→ Exercise aim
Transcribe everything in the data word for word. Pictures are left out.
━━ Listing ━━
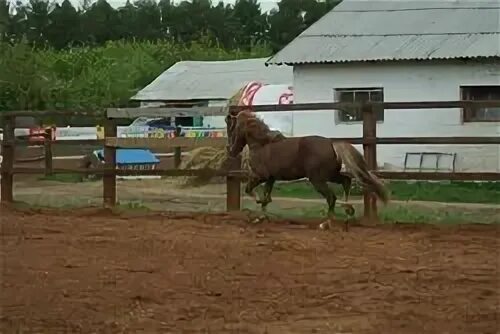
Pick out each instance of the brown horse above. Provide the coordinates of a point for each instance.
(271, 136)
(313, 157)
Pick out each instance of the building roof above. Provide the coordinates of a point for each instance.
(211, 80)
(398, 30)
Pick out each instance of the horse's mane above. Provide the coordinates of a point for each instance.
(248, 121)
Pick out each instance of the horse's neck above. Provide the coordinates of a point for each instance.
(256, 142)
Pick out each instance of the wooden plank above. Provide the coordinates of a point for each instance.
(370, 154)
(177, 150)
(385, 105)
(459, 176)
(44, 113)
(183, 142)
(155, 172)
(7, 180)
(159, 142)
(437, 140)
(222, 111)
(233, 186)
(72, 142)
(109, 180)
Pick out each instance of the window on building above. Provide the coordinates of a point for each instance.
(481, 93)
(359, 95)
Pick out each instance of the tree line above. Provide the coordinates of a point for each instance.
(242, 25)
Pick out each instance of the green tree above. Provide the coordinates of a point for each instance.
(64, 27)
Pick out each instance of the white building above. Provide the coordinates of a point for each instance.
(214, 83)
(403, 51)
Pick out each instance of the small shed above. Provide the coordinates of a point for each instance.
(131, 159)
(208, 83)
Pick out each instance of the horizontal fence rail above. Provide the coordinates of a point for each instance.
(222, 111)
(186, 142)
(390, 175)
(233, 174)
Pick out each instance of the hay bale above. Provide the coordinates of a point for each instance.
(212, 158)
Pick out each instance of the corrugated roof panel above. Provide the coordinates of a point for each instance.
(211, 80)
(322, 49)
(398, 30)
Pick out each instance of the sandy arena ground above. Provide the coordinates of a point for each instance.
(93, 272)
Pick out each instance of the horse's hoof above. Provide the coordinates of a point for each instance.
(260, 219)
(349, 209)
(326, 225)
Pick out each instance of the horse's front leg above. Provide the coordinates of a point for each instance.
(252, 183)
(268, 188)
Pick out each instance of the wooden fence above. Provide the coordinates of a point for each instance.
(234, 176)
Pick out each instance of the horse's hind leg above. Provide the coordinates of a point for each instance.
(268, 188)
(322, 187)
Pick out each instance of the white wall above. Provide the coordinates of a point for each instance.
(402, 82)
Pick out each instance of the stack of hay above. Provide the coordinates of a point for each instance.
(211, 158)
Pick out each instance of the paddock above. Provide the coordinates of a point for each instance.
(93, 271)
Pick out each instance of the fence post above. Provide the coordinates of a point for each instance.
(177, 150)
(48, 152)
(370, 154)
(8, 148)
(109, 178)
(233, 186)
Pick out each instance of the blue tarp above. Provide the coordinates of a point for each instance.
(132, 156)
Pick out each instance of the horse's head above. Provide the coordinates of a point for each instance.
(245, 128)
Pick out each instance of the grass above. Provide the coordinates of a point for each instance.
(452, 192)
(393, 214)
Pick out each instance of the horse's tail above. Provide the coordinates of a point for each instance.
(356, 164)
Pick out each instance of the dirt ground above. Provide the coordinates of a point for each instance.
(94, 272)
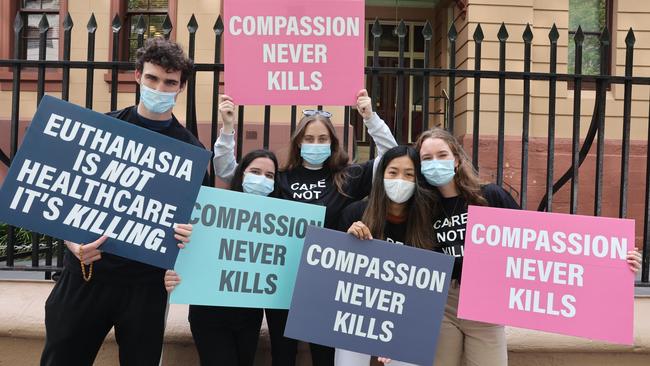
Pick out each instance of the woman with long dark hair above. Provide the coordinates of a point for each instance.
(397, 211)
(228, 335)
(317, 172)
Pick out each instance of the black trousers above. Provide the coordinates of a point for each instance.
(284, 350)
(79, 314)
(224, 335)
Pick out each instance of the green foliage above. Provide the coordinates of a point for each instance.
(591, 15)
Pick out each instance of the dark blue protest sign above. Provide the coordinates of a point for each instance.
(80, 174)
(369, 296)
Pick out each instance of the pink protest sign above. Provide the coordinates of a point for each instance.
(558, 273)
(286, 52)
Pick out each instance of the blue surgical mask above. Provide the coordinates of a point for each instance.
(399, 190)
(257, 184)
(438, 172)
(156, 101)
(315, 154)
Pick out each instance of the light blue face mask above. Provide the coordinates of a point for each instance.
(257, 184)
(438, 172)
(156, 101)
(315, 154)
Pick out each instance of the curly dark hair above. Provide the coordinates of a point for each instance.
(166, 54)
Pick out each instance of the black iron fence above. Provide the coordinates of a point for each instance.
(50, 248)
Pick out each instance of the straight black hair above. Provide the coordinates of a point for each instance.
(238, 177)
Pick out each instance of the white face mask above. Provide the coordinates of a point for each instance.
(399, 190)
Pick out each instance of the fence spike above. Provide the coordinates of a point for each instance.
(503, 33)
(218, 26)
(478, 34)
(604, 37)
(401, 29)
(630, 39)
(43, 25)
(18, 23)
(67, 22)
(528, 34)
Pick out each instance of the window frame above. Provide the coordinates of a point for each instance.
(609, 22)
(28, 77)
(125, 80)
(25, 12)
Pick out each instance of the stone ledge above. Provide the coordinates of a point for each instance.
(22, 317)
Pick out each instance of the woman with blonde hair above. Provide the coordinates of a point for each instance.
(318, 171)
(455, 183)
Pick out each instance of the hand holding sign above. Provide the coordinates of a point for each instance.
(360, 230)
(364, 104)
(634, 260)
(547, 271)
(227, 111)
(171, 280)
(182, 233)
(90, 252)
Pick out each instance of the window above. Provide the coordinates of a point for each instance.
(592, 16)
(153, 12)
(32, 11)
(411, 123)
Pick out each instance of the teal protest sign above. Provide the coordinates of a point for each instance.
(245, 250)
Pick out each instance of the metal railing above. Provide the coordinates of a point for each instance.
(579, 152)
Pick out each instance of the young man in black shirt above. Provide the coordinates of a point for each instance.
(98, 291)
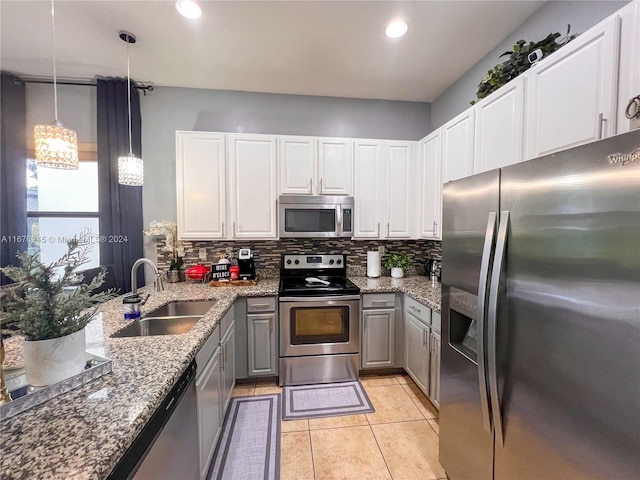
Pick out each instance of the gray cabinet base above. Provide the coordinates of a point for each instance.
(319, 369)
━━━
→ The completed task
Pick out each instance of the brown horse above. Provide the coordinates of a point for each instance.
(271, 136)
(313, 157)
Pick out each instance of the building roof above. Provide the coordinates of a point for each instance.
(211, 80)
(398, 30)
Pick out each instance of the horse's mane above. Provide the coordinates of a point for each instance.
(248, 121)
Pick out each instance of the horse's neck above. Provide the coordinates of a point for each instance.
(256, 142)
Pick out each instance of the wooden plank above. Provide the coordinates of a point for each instance.
(370, 154)
(177, 150)
(385, 105)
(459, 176)
(44, 113)
(183, 142)
(155, 172)
(7, 180)
(159, 142)
(437, 140)
(222, 111)
(233, 186)
(72, 142)
(109, 180)
Pick out each instance of the window on building above. Provide the coordinates of a point for each instance.
(481, 93)
(359, 95)
Pick out each instance of the tree line above. Provide the coordinates of a point for each instance.
(242, 25)
Pick out each instance of the green tree above. Provide the coordinates of a point for each instance.
(64, 27)
Pick out each instance of the white building above. Provide the coordinates of a point for each instance.
(214, 83)
(403, 51)
Pick out each instance of the small shed above. Provide the coordinates of a point for each instance.
(131, 159)
(208, 83)
Pick out each instance of the horizontal fence rail above. Provide the coordinates of a point for each instance.
(222, 111)
(186, 142)
(390, 175)
(233, 174)
Pick out each instance of the hay bale above. Provide the coordinates of a point for each instance.
(212, 158)
Pick out each instance of the corrugated roof panel above. Provide the coordinates of a point for each instance.
(211, 80)
(322, 49)
(398, 30)
Pick out each instance of the sandy arena ground above. Provide the coordinates of a point for each instance.
(93, 272)
Pick out each instance of the horse's hoof above. Provide the coordinates of a point for each instance.
(260, 219)
(349, 209)
(326, 225)
Pick out each instance of the horse's front leg above. Provide the coordinates of a point for each instance.
(252, 183)
(268, 188)
Pick out each instance of the wooden fence above. Provide the coordinates of a point for each instance.
(234, 176)
Pick out each instance of the horse's hind leg above. Provide the coordinates of a point for each instance.
(268, 188)
(322, 187)
Pick out each instance of the white wall above. Provide the coordinates of a point for each instance.
(402, 82)
Pick out each instance of the stack of hay above. Provide the coordinates of a point for each instance.
(211, 158)
Pick out each instance of the paddock above. Provide the coordinates of a point for each instance.
(93, 271)
Pick out each instance of the fence post above. Provide the coordinates of a point for each instance.
(177, 150)
(48, 152)
(370, 154)
(8, 148)
(109, 178)
(233, 186)
Pick out each instance of the blue tarp above. Provide the coordinates of a point for each instance.
(132, 156)
Pick out each instance of the horse's head above. Provide the coordinates of a point for each instance.
(245, 128)
Pick out each instance of the grass above. Provide the coordinates of a point for each instance.
(452, 192)
(393, 214)
Pick out each instance of the horse's tail above. Provide the coordinates of a point for each instance.
(356, 164)
Pick out each instance of the dirt ground above. Provide the coordinates of a point for each instance.
(94, 272)
Pick out each instance of the woman with long dark hair above. Provide the coordinates of a point for each instance.
(397, 211)
(228, 335)
(317, 172)
Pick out each instance of the black trousers above. Provide the coordinates of a point for each instance.
(284, 350)
(79, 314)
(224, 335)
Pick out each instance of the green foliage above. Provide the coordinates of a point for each instance.
(591, 15)
Pick out each instance of the dark blue protest sign above. Provide the coordinates of a point for each instance.
(80, 174)
(369, 296)
Pick out each instance of the pink protest sign above. Provide the coordinates of a point for each instance.
(558, 273)
(286, 52)
Pick out each instance of the blue surgical mask above. Provide the coordinates of a point for each instance.
(399, 190)
(257, 184)
(438, 172)
(156, 101)
(315, 154)
Pick out each instance of the light blue face mask above. Provide the coordinates of a point for each instance.
(257, 184)
(438, 172)
(156, 101)
(315, 154)
Pick out each instance of the curly dark hair above. Provide the coordinates of a point for each instance.
(166, 54)
Pick out each instance of the black iron fence above. Provide the coordinates of a point for each instance.
(50, 248)
Pick out each instance of the straight black hair above. Provide the coordinates of a point for each instance.
(238, 177)
Pick out each instance of the white face mask above. Provide the coordinates of a point for each instance.
(399, 190)
Pick out each instance of the fence spike above. Provide the coordinates of a point for each instance.
(503, 33)
(218, 26)
(478, 34)
(604, 37)
(401, 29)
(630, 39)
(43, 25)
(18, 23)
(67, 22)
(528, 34)
Pick out each instance of the window frame above. Provide the coordinates of a point for each instance.
(609, 22)
(28, 77)
(125, 80)
(25, 12)
Pick out each instance of the stone ledge above. Provide the coordinates of a point for each instance.
(22, 317)
Pick out each instance of the woman with blonde hair above. Provide the coordinates of a point for each instance.
(318, 171)
(455, 183)
Pick out each instance of the hand holding sign above. Provide the coordinates of a point for each instance.
(360, 230)
(364, 104)
(634, 260)
(547, 271)
(227, 111)
(171, 280)
(182, 233)
(90, 252)
Pick out each instance of the window above. Provide the coordinates of a point for each instance.
(592, 16)
(153, 12)
(32, 11)
(411, 123)
Pick out each instance of the teal protest sign above. Provide the coordinates of a point for each instance.
(245, 250)
Pick out each instance of the metal railing above. Provide the coordinates of a point for each instance.
(579, 152)
Pick out each instance of the young man in black shirt above. Provide the coordinates of a point for each instance.
(98, 291)
Pick out each instance of the gray cabinet base above. Provide the coordinates of a point for each instance.
(319, 369)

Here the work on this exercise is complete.